** Excerpt **
START
I Found Out I Was Adopted Because of Facebook

I Found Out I Was Adopted Because of Facebook

In honor of November being National Adoption Month, Portrait of an Adoption is running a special series called 30 Adoption Portraits in 30 Days.  Designed to give a voice to the many different perspectives of adoption, this series will feature guest posts by adoptees, birthparents, adoptive parents, waiting adoptive parents, and foster parents-turned-adoptive parents.  Painful and beautiful, these stories will bring you a deeper understanding of what adoption looks like, allowing you to appreciate the many brushstrokes that comprise a family portrait.

I Learned I Was Adopted Through Facebook

By Andrew Cadieux

Growing up in a small rural town in Connecticut, I always thought I had a normal life.  Sure, my father had passed away when I was five, but in a society where families are stricken with divorce, being raised by a single mother wasn’t exactly unusual.

It wasn’t until the digital age that I learned the true story of my birth and infancy, and then everything I believed was shattered.
END
** Given request A **
Answer these questions about the adoption post, one per line:
(i) Which month does the post name as National Adoption Month?
(ii) Where did the writer grow up?
(iii) How old was the writer when the writer's father died?
** Given request B **
Print the passage of the adoption post between "I Learned I" and "believed was shattered.", inclusive.
The lines that come next are not needed for any of this work.

** Stored data **
START
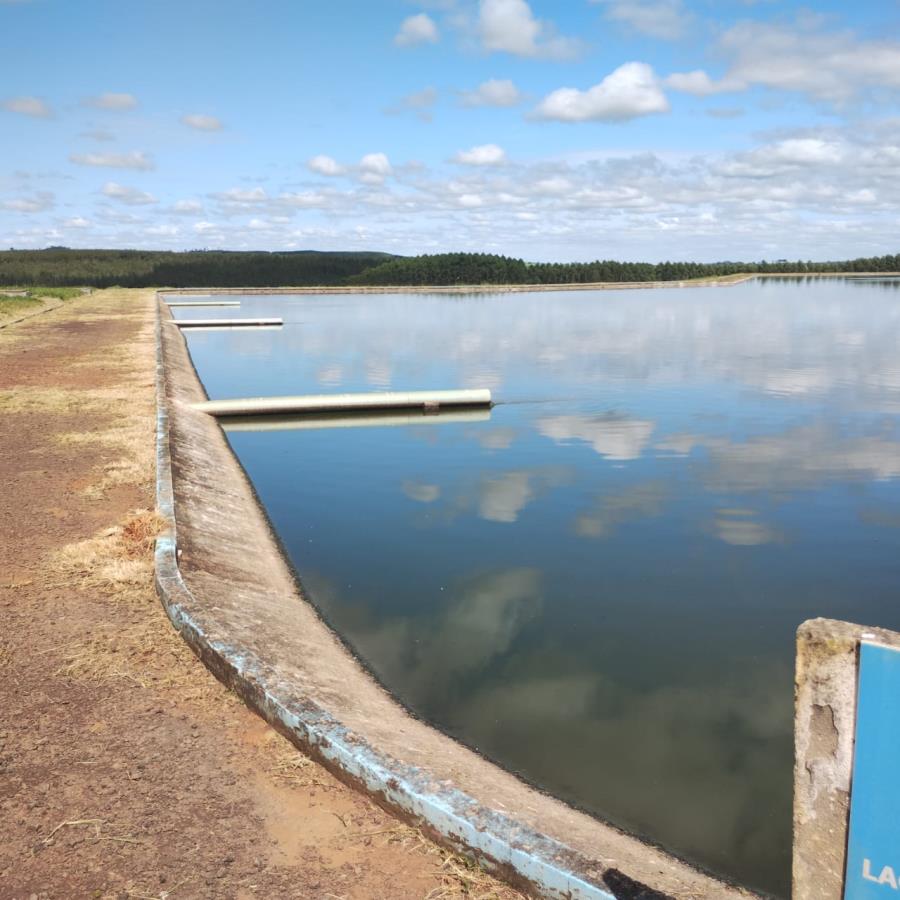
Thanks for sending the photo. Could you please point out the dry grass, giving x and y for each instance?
(117, 564)
(118, 561)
END
** Solution A **
(i) November
(ii) A small rural town in Connecticut
(iii) Five

** Solution B **
I Learned I Was Adopted Through Facebook

By Andrew Cadieux

Growing up in a small rural town in Connecticut, I always thought I had a normal life.  Sure, my father had passed away when I was five, but in a society where families are stricken with divorce, being raised by a single mother wasn’t exactly unusual.

It wasn’t until the digital age that I learned the true story of my birth and infancy, and then everything I believed was shattered.